Quantization Algorithm

This section describes the concepts behind the quantization algorithm used in SNPE. These concepts are used by snpe-dlc-quantize and is also used by SNPE for input quantization when using the DSP runtime.

Overview

Note: SNPE supports multiple quantization modes. The basics of the quantization, regardless of mode, are described here. See Quantization Modes for more information.

  • Quantization converts floating point data to Tensorflow-style 8-bit fixed point format
  • The following requirements are satisfied:
    • Full range of input values is covered.
    • Minimum range of 0.01 is enforced.
    • Floating point zero is exactly representable.
  • Quantization algorithm inputs:
    • Set of floating point values to be quantized.
  • Quantization algorithm outputs:
    • Set of 8-bit fixed point values.
    • Encoding parameters:
      • encoding-min - minimum floating point value representable (by fixed point value 0)
      • encoding-max - maximum floating point value representable (by fixed point value 255)
  • Algorithm
    1. Compute the true range (min, max) of input data.
    2. Compute the encoding-min and encoding-max.
    3. Quantize the input floating point values.
    4. Output:
      • fixed point values
      • encoding-min and encoding-max parameters

Details

  1. Compute the true range of the input floating point data.
    • finds the smallest and largest values in the input data
    • represents the true range of the input data
  2. Compute the encoding-min and encoding-max.
    • These parameters are used in the quantization step.
    • These parameters define the range and floating point values that will be representable by the fixed point format.
      • encoding-min: specifies the smallest floating point value that will be represented by the fixed point value of 0
      • encoding-max: specifies the largest floating point value that will be represented by the fixed point value of 255
      • floating point values at every step size, where step size = (encoding-max - encoding-min) / 255, will be representable
    1. encoding-min and encoding-max are first set to the true min and true max computed in the previous step
    2. First requirement: encoding range must be at least a minimum of 0.01
      • encoding-max is adjusted to max(true max, true min + 0.01)
    3. Second requirement: floating point value of 0 must be exactly representable
      • encoding-min or encoding-max may be further adjusted
  3. Handling 0.

=== Goal ===
Answer these from the text on SNPE quantization:
(a) Which fixed point value represents encoding-min?
(b) What minimum encoding range is enforced?
(c) What formula gives the step size?

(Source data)
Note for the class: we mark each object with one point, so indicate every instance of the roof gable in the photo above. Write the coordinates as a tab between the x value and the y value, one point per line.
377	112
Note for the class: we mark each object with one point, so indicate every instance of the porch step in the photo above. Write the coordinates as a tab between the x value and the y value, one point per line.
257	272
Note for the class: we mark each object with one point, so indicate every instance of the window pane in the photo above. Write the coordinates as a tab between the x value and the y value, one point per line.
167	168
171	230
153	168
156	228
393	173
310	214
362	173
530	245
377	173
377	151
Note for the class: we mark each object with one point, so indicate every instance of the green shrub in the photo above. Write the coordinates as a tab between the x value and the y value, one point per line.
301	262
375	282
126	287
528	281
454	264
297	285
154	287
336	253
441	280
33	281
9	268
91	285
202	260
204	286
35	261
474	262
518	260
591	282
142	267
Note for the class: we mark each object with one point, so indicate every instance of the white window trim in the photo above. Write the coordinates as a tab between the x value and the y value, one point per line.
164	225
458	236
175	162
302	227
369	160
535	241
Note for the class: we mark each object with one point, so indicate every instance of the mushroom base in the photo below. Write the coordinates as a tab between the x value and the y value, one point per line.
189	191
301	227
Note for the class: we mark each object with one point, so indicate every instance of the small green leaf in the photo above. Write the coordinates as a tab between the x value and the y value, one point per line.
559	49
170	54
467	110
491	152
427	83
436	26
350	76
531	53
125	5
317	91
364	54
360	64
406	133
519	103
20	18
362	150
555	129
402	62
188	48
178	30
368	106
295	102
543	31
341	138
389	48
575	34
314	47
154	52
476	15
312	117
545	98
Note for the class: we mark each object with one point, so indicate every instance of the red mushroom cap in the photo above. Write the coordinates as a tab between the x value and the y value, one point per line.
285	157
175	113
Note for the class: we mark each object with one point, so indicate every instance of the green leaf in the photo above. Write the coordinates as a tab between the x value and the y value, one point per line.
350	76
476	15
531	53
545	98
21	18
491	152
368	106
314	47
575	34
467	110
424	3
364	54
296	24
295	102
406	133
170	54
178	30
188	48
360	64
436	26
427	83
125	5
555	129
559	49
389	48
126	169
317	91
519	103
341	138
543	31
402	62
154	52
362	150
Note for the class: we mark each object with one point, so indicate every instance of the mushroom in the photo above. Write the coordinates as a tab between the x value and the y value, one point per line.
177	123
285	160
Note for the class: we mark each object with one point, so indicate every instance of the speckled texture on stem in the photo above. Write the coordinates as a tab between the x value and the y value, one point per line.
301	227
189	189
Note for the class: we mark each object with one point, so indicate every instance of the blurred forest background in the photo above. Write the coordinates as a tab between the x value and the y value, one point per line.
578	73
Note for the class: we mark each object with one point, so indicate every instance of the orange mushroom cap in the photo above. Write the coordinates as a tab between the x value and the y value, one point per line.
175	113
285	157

=== Solution for this exercise ===
(a) 0
(b) 0.01
(c) (encoding-max - encoding-min) / 255